* THE TASK
Retype, exactly as written, every line from the one containing "the child's glove" through the last line of the records below, both included; skip the pictures.

Entries from a point annotation set
⟨

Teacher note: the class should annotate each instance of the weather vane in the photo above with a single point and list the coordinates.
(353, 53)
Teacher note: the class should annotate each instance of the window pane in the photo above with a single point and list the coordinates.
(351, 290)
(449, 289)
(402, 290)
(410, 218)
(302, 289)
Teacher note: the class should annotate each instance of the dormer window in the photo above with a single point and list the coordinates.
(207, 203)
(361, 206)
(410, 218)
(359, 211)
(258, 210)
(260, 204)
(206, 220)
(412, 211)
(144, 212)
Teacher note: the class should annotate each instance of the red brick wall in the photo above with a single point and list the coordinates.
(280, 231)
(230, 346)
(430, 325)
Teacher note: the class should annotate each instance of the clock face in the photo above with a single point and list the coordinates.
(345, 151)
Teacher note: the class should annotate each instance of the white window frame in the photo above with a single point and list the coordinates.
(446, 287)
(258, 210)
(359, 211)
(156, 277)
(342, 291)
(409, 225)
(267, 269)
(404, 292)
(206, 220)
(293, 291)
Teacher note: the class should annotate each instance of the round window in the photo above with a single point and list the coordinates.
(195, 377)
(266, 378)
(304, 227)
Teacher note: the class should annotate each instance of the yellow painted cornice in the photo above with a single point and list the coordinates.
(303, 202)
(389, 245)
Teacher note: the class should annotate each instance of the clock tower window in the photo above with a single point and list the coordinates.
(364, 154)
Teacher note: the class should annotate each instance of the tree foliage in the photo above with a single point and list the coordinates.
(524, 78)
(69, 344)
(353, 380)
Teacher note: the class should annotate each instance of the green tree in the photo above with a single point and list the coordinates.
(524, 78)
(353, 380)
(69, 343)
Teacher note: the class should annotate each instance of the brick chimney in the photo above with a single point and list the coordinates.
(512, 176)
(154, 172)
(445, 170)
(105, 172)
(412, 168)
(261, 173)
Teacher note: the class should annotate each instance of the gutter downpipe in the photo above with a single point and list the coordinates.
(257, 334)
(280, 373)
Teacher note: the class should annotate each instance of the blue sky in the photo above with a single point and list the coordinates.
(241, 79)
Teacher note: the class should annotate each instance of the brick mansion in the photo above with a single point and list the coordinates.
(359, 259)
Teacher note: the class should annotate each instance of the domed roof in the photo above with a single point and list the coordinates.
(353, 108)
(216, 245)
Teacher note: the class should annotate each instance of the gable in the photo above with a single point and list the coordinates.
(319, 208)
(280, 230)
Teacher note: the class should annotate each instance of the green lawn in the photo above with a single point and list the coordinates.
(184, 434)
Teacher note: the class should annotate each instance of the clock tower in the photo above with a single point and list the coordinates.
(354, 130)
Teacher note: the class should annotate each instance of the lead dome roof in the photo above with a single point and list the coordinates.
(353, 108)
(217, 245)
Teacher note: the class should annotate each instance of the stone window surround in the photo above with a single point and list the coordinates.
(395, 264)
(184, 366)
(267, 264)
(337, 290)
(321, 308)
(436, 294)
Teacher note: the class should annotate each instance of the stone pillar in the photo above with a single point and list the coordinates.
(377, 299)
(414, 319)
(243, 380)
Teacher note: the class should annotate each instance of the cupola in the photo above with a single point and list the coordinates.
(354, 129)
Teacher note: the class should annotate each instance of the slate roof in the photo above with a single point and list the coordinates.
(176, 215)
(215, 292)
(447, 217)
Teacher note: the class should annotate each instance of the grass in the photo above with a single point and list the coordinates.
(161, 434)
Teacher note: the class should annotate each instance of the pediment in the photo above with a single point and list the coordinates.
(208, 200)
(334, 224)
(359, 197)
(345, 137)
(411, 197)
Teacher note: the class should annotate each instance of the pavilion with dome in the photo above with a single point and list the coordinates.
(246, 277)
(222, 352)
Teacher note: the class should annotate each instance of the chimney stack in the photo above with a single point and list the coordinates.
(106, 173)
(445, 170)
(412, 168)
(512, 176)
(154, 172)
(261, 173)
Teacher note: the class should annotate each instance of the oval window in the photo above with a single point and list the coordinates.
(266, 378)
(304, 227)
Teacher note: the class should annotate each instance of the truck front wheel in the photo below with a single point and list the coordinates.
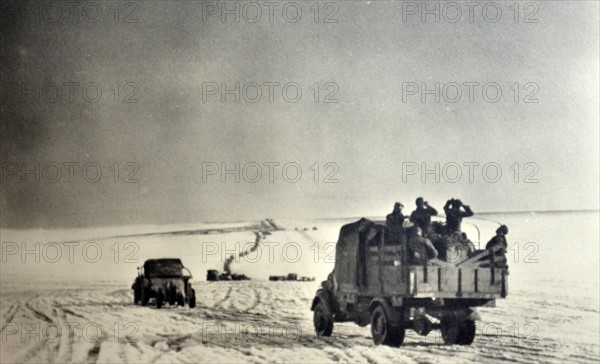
(323, 320)
(382, 330)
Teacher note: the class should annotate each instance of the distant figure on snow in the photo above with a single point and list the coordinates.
(499, 240)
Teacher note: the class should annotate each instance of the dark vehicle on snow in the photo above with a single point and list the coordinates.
(374, 283)
(165, 281)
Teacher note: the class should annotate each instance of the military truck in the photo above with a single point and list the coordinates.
(164, 280)
(374, 283)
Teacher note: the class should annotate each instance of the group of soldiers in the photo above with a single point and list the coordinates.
(426, 240)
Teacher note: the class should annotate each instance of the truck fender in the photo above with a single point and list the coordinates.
(392, 314)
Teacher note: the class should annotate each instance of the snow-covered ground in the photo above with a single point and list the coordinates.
(74, 304)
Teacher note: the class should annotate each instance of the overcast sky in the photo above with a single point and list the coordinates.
(366, 63)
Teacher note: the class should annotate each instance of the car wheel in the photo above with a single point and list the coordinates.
(145, 296)
(160, 297)
(322, 320)
(382, 330)
(172, 293)
(192, 300)
(136, 295)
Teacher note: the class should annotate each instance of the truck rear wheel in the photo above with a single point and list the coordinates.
(458, 332)
(382, 330)
(323, 320)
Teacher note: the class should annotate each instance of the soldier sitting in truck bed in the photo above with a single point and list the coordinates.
(421, 217)
(420, 249)
(393, 223)
(454, 214)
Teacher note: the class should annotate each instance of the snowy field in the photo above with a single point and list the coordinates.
(68, 299)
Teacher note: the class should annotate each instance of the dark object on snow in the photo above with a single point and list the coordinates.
(164, 281)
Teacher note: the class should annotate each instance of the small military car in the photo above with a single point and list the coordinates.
(164, 281)
(374, 283)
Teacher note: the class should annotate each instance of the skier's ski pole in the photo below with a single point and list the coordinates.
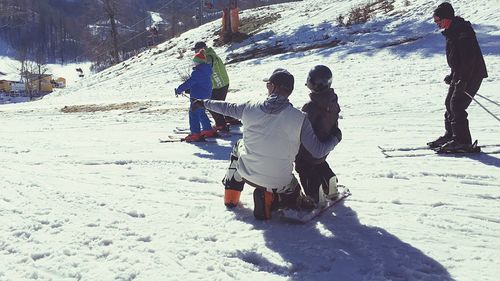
(493, 102)
(494, 116)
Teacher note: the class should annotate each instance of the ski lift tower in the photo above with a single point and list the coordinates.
(230, 17)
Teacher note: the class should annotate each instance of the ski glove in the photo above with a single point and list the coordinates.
(197, 104)
(447, 79)
(460, 86)
(338, 134)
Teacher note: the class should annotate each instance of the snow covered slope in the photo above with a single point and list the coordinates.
(88, 193)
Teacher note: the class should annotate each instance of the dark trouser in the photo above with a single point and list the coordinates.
(265, 200)
(313, 176)
(455, 118)
(219, 94)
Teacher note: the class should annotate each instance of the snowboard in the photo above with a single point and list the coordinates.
(302, 216)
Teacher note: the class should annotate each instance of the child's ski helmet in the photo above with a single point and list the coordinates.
(319, 78)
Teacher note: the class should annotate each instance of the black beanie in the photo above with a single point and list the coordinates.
(444, 11)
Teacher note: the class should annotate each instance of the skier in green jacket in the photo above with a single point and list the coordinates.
(220, 85)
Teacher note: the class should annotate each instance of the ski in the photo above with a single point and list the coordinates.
(179, 139)
(302, 217)
(236, 131)
(415, 148)
(222, 135)
(427, 151)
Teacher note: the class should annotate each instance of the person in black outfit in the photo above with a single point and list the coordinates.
(316, 176)
(467, 72)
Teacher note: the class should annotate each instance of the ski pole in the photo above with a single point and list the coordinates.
(493, 102)
(494, 116)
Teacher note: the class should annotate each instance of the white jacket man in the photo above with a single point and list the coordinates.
(272, 134)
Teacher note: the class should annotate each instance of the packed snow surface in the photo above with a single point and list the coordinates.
(89, 193)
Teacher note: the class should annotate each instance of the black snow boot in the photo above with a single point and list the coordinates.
(454, 146)
(439, 141)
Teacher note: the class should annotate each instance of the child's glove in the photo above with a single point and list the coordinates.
(197, 104)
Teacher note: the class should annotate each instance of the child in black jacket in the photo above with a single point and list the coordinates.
(323, 113)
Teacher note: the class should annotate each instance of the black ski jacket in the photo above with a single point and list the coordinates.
(323, 113)
(463, 52)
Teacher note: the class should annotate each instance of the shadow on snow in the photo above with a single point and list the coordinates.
(339, 247)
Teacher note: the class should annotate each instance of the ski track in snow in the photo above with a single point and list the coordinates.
(95, 196)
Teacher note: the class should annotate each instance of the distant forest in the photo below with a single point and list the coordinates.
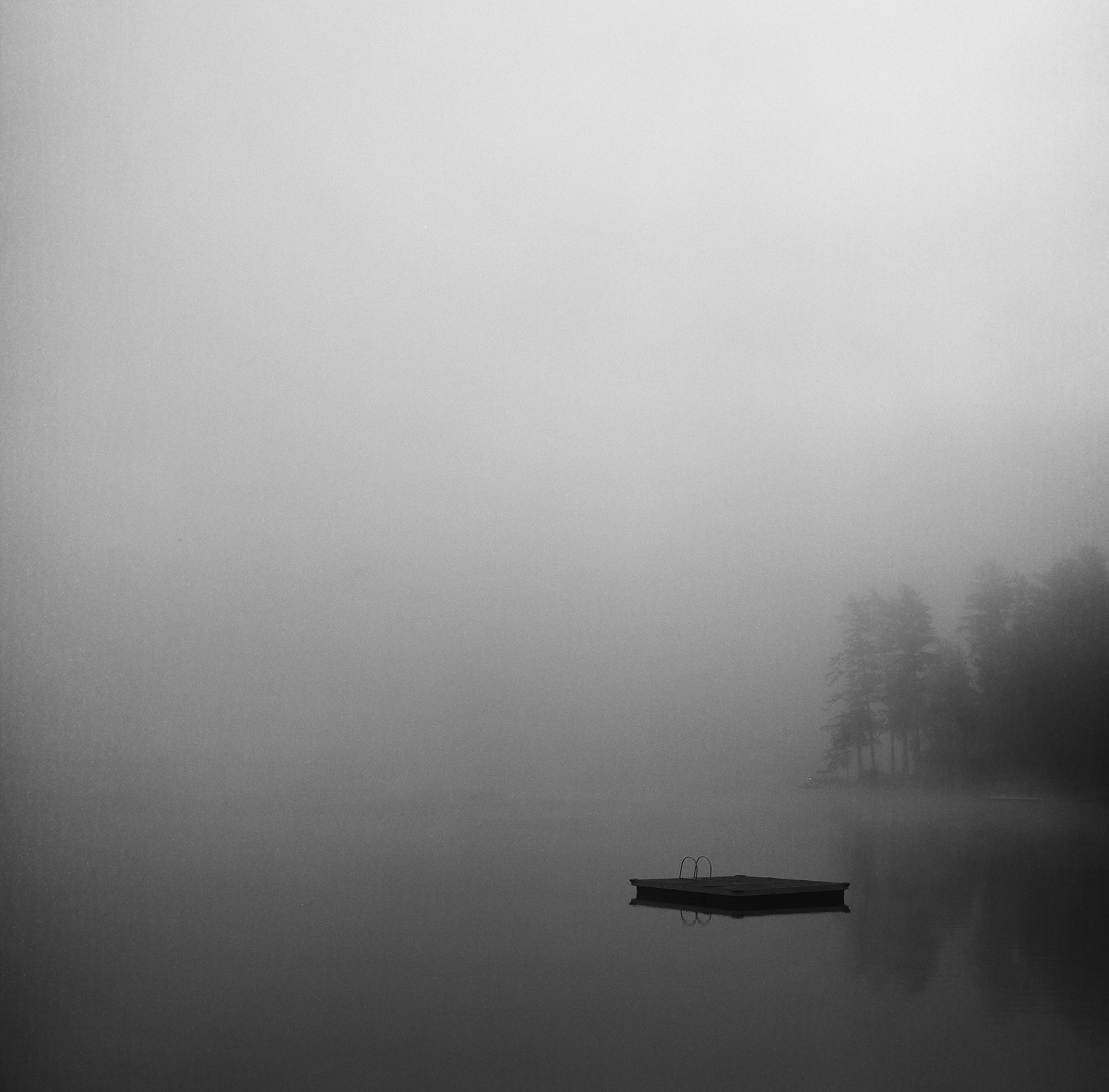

⟩

* RESPONSE BELOW
Teacher note: the class should annotate each instance of the child's glove in the photo above with a single point and list the coordinates.
(197, 104)
Teacher note: the class should annotate each instance of the child in black jacket in the photo above with a single point and list the coordinates.
(323, 113)
Teacher note: the class should annotate each instance of the black ski jacket in the photo above with a single point and list the coordinates.
(323, 113)
(463, 52)
Teacher note: the class should annotate each instance of the shadow on snow in the photo above with a single point and list the coordinates.
(339, 247)
Teacher note: the class should annotate each instance of the ski track in snow in the photo above with a single point and list the coordinates.
(95, 196)
Teacher note: the class should annotate each instance of the distant forest in the photo below with a single point and list the coordinates.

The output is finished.